Please reproduce every entry below word for word, leaving the pictures out of your answer.
***** Material supplied *****
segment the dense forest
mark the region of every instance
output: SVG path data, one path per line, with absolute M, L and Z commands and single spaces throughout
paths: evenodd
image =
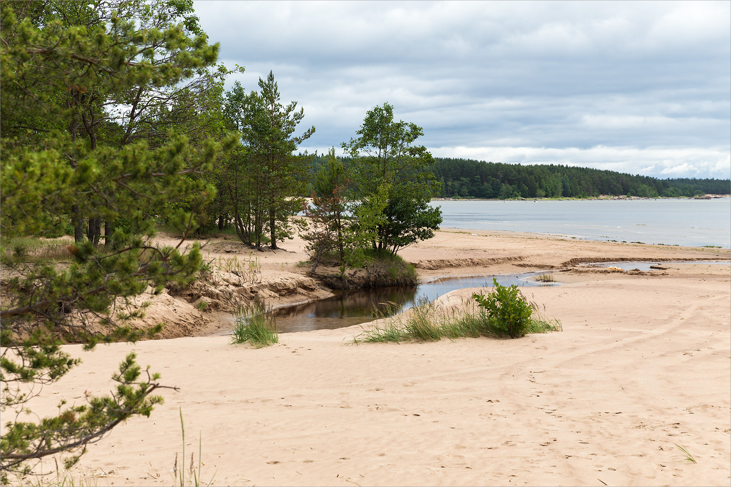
*****
- Response to this task
segment the dense forest
mark the region of every instance
output: SVG path data, one path per line, with absolute M, L and Z commands and single spaces throughout
paths: evenodd
image =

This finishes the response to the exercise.